**Given text:**

Most of Germany is not really Central Europe (although the German concept of
Mitteleuropa includes Germany). Bavaria is, and Thuringia, and perhaps Saxony, but I certainly wouldn’t include Cologne, and maybe not Berlin.
If the western part of Germany is included, then why not Switzerland? And Cologne is like 50 miles from Aachen, which was Charlemagne’s capital... how could it possibly be anything but Western Europe?
Poland is also split, IMO. What was Silesia, now mostly in Poland, is Central Europe. So is Kraków, perhaps. But I would consider Warsaw and eastern Poland part of the East, along with the Baltic States, Belarus and Ukraine.
A more meaningful historical and cultural definition, not so dependent upon shifting and somewhat arbitrary political boundaries, and cognisant of the fact that most of Europe was long made up of smaller, distinct kingdoms (Bavaria, Bohemia, Silesia, Saxony, etc), would look to other geographical features.
I would propose great rivers, and I’d start with the Danube River and its tributaries. If you’re in that drainage basin, upriver from about Novi Sad (the southern end of the Pannonian Plain), then you’re probably in Central Europe. East of that you hit the southern Carpathian Mountains and some deep, dark forests (Europe’s largest), so quite a natural frontier.
And then add to that the uplands of the Elbe River, through at least Saxony (look for Dresden on this map).
Beyond that you reach the North German Plain, and toward the Baltic cultural zone (Hanseatic League and all that) that I would call Northern Europe. Where exactly you draw that line is subjective.
And lastly one has the other great middle European river, the Oder. Same general idea here. The Oder is why Silesia was a kingdom:
Kraków is actually on the Vistula River, which subsequently flows through Warsaw and later Gdańsk, but is contained almost entirely within Poland, with tributaries that rise in Ukraine and Belarus. So that’s an Eastern European river, and perhaps it’s more correct to think of Kraków as an Eastern European city. I’ve never been. But then again, Kraków was part of the Slavic kingdom of Great Moravia (this is c.9th century), so there’s a historical/cultural Central European identity there.
In any event, it’s defintely hard to spend time in Munich, Salzburg, Prague and Vienna, and not understand that all of these have more in common with each other than any of them do with Cologne. National borders are sometimes surprisingly irrelevant in Europe, and the longer the EU and Schengen exist, the more that will be the case.

**What needs to be done:**
Copy word for word the part of the commentary on Central Europe's boundaries that runs from "If the western" to "other geographical features.".

**Raw records:**
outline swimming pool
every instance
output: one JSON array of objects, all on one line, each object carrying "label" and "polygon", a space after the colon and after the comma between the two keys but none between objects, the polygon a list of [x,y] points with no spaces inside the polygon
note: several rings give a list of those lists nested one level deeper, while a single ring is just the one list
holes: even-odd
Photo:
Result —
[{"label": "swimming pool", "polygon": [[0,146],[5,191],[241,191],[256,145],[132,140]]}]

**The result:**
If the western part of Germany is included, then why not Switzerland? And Cologne is like 50 miles from Aachen, which was Charlemagne’s capital... how could it possibly be anything but Western Europe?
Poland is also split, IMO. What was Silesia, now mostly in Poland, is Central Europe. So is Kraków, perhaps. But I would consider Warsaw and eastern Poland part of the East, along with the Baltic States, Belarus and Ukraine.
A more meaningful historical and cultural definition, not so dependent upon shifting and somewhat arbitrary political boundaries, and cognisant of the fact that most of Europe was long made up of smaller, distinct kingdoms (Bavaria, Bohemia, Silesia, Saxony, etc), would look to other geographical features.